**Provided text:**
****************
WHO meeting on estimating appropriate levels of vitamins and minerals for food fortification programmes
The WHO intake monitoring, assessment and planning program (IMAPP)
The WHO intake monitoring, assessment and planning program (IMAPP), Report, Geneva, Switzerland, 22 July 2009.
Food fortification with vitamins and minerals is currently considered as one of the main approaches to improve vitamin and mineral intake in populations. In 2006, Guidelines on Food Fortification with Micronutrients were published by the World Health Organization (WHO) in collaboration with the Food and Agricultural Organization of the United Nations (FAO) to provide technical guidance for the implementation of food fortification programmes as a public health intervention.
In designing an effective food fortification programme, calculating the vitamins and minerals to add to foods to be fortified, as well as the amounts, is a complex task that requires knowledge about usual dietary intakes, potential food vehicles, and other micronutrient-related interventions being implemented simultaneously. When defining nutritional goals, it is important to assure that the levels of micronutrients added are both safe and efficacious for all population groups consuming the fortified food vehicle.
****************
**Records shown:**

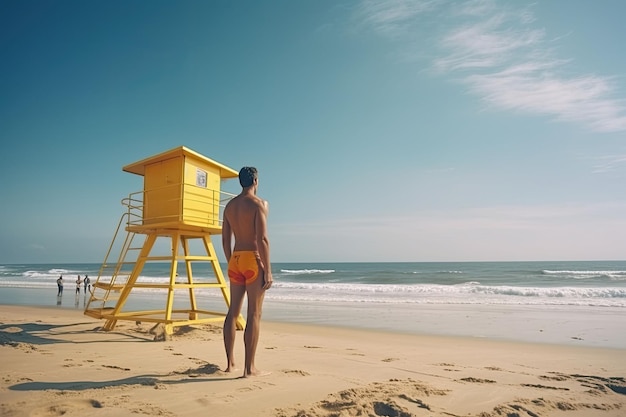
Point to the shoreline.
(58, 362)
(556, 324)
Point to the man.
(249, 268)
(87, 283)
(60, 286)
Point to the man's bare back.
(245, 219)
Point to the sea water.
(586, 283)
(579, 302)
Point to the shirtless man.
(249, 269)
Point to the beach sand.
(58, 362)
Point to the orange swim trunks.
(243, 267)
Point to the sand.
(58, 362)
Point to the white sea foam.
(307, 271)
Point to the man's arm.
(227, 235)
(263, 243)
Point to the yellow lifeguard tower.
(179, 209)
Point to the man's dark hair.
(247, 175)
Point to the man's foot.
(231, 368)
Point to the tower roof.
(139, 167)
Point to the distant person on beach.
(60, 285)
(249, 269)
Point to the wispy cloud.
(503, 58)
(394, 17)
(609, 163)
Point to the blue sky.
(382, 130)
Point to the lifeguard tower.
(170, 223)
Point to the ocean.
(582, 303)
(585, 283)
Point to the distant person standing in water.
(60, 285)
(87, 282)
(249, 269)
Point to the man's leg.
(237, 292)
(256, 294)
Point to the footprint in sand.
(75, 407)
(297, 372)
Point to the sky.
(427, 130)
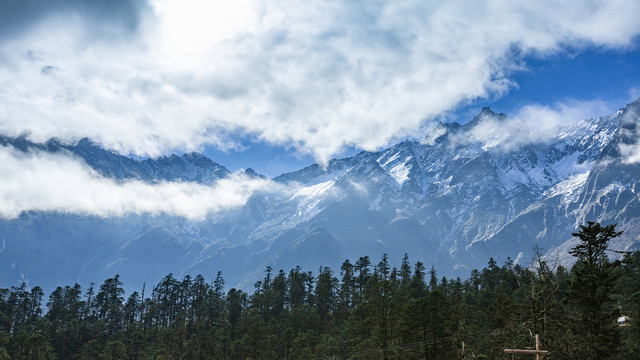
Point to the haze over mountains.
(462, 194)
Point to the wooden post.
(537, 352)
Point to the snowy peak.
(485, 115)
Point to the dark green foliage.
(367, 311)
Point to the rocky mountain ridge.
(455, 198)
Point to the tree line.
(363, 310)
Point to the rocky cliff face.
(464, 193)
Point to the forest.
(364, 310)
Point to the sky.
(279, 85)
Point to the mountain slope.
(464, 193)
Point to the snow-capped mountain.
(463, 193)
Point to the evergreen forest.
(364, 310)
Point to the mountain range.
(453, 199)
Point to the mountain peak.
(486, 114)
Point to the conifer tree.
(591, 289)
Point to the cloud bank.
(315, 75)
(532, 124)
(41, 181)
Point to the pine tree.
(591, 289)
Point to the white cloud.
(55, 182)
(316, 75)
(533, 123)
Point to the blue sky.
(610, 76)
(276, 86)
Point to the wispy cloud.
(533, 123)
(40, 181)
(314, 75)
****************
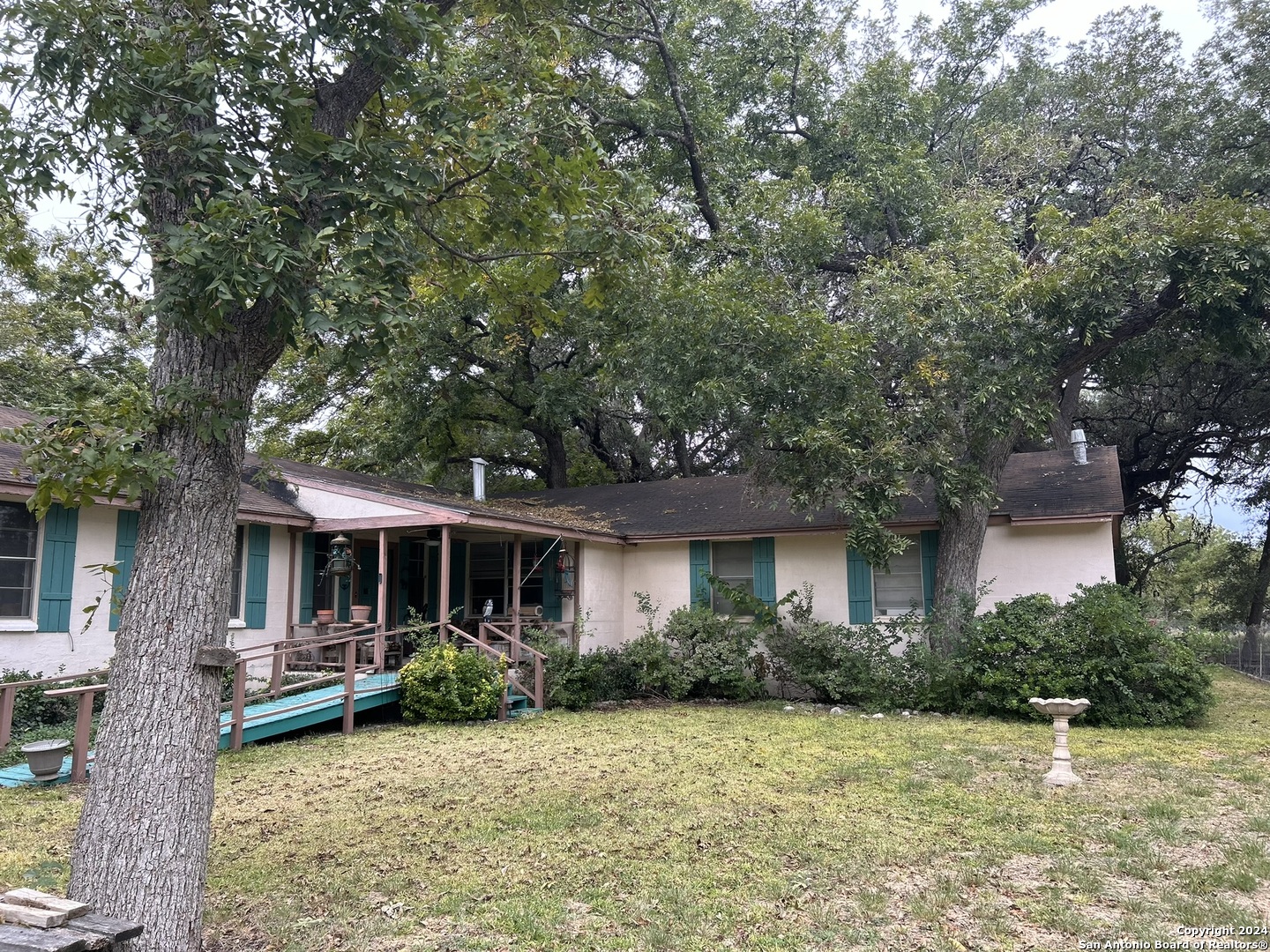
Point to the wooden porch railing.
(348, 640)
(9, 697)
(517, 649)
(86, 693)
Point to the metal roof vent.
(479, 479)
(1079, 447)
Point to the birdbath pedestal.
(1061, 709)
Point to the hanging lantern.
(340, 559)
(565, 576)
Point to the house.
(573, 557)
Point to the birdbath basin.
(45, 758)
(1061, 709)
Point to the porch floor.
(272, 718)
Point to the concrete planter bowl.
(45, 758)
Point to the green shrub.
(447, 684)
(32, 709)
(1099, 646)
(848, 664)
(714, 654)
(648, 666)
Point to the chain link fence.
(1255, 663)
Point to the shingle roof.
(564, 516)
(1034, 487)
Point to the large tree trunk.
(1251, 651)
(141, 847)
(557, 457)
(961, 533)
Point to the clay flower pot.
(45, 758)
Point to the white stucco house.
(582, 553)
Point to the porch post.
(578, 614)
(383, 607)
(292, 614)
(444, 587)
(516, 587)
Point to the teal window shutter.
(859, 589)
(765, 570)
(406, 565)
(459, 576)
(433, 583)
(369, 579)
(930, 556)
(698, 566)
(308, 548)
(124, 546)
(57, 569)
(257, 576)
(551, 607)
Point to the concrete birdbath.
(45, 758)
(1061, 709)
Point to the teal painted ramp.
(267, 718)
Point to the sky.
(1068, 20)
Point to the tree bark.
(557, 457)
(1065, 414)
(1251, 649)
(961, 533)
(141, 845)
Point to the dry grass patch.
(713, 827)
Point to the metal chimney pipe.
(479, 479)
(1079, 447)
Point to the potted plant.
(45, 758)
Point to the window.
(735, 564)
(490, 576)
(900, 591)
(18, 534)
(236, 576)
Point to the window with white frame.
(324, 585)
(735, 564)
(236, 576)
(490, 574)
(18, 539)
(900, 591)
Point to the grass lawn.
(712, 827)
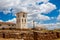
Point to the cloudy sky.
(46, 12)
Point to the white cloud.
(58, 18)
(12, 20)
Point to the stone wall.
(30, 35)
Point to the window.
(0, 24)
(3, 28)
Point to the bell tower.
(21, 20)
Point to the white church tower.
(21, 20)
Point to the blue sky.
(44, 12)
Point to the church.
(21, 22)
****************
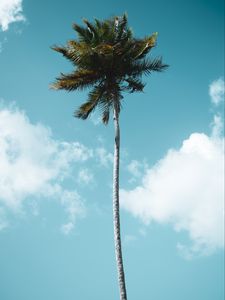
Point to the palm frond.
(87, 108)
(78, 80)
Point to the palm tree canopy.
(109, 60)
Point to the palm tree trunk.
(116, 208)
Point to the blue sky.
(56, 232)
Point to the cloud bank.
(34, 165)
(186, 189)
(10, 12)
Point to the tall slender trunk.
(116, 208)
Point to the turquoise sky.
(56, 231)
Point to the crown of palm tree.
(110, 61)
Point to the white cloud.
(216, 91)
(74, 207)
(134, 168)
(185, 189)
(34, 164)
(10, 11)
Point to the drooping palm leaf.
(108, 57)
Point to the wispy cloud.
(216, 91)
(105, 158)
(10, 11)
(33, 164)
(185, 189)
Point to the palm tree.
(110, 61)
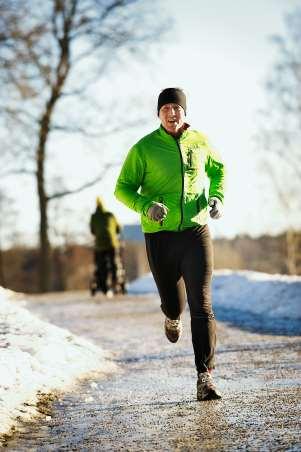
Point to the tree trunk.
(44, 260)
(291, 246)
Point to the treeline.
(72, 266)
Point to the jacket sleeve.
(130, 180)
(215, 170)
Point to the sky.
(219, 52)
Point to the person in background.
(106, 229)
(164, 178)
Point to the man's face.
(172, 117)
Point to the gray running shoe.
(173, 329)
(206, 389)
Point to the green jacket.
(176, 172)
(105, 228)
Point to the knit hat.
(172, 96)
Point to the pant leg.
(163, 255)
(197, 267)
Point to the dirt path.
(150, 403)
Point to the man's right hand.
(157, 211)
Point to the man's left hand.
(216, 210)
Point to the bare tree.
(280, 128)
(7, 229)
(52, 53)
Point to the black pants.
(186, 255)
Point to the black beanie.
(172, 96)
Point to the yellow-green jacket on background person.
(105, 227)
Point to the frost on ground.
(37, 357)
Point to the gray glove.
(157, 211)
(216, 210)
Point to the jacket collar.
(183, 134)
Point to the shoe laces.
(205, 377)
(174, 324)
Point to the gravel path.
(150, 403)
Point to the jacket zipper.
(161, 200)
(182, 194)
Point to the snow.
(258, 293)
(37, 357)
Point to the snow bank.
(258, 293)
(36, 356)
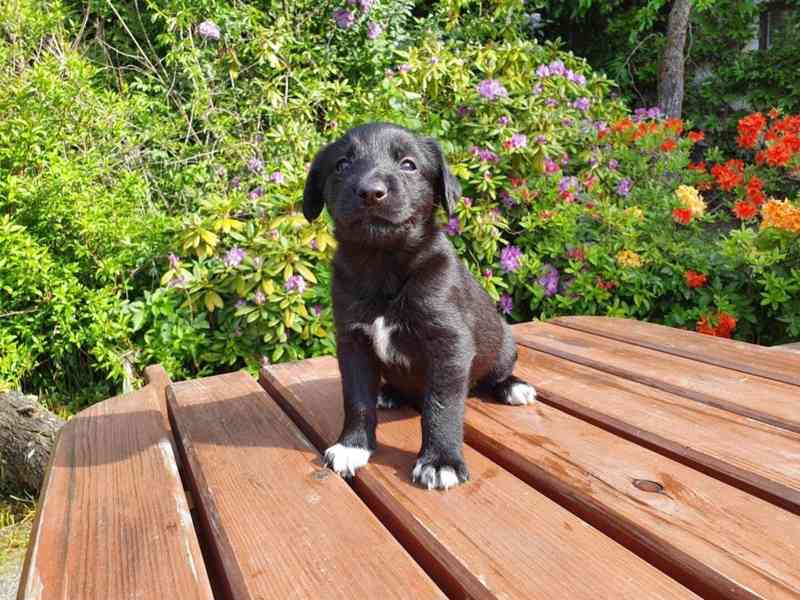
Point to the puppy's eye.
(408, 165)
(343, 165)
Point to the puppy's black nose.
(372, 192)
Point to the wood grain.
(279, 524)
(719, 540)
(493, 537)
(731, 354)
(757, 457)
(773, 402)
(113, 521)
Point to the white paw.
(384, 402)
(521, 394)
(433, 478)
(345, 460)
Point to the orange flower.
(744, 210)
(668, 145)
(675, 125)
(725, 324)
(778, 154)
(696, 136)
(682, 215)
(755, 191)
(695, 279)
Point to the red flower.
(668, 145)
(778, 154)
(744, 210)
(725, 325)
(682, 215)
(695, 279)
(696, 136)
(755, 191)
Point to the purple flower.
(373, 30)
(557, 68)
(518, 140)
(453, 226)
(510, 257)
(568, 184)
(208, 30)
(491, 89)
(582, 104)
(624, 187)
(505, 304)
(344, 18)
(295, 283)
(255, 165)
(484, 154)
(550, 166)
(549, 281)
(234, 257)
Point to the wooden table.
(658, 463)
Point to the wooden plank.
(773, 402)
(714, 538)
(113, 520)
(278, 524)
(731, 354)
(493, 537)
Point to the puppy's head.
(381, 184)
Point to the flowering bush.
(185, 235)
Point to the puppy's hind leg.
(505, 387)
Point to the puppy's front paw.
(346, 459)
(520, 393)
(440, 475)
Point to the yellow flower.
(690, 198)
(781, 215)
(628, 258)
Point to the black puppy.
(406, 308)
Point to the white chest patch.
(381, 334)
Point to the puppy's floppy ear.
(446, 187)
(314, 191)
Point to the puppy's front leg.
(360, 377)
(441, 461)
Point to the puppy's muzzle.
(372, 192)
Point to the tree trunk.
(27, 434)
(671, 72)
****************
**Action item:** Reproduce, word for word, the portion of the food fortification report that opens with the words containing "WHO meeting on" and closes with "22 July 2009.".

**Result for this exercise:**
WHO meeting on estimating appropriate levels of vitamins and minerals for food fortification programmes
The WHO intake monitoring, assessment and planning program (IMAPP)
The WHO intake monitoring, assessment and planning program (IMAPP), Report, Geneva, Switzerland, 22 July 2009.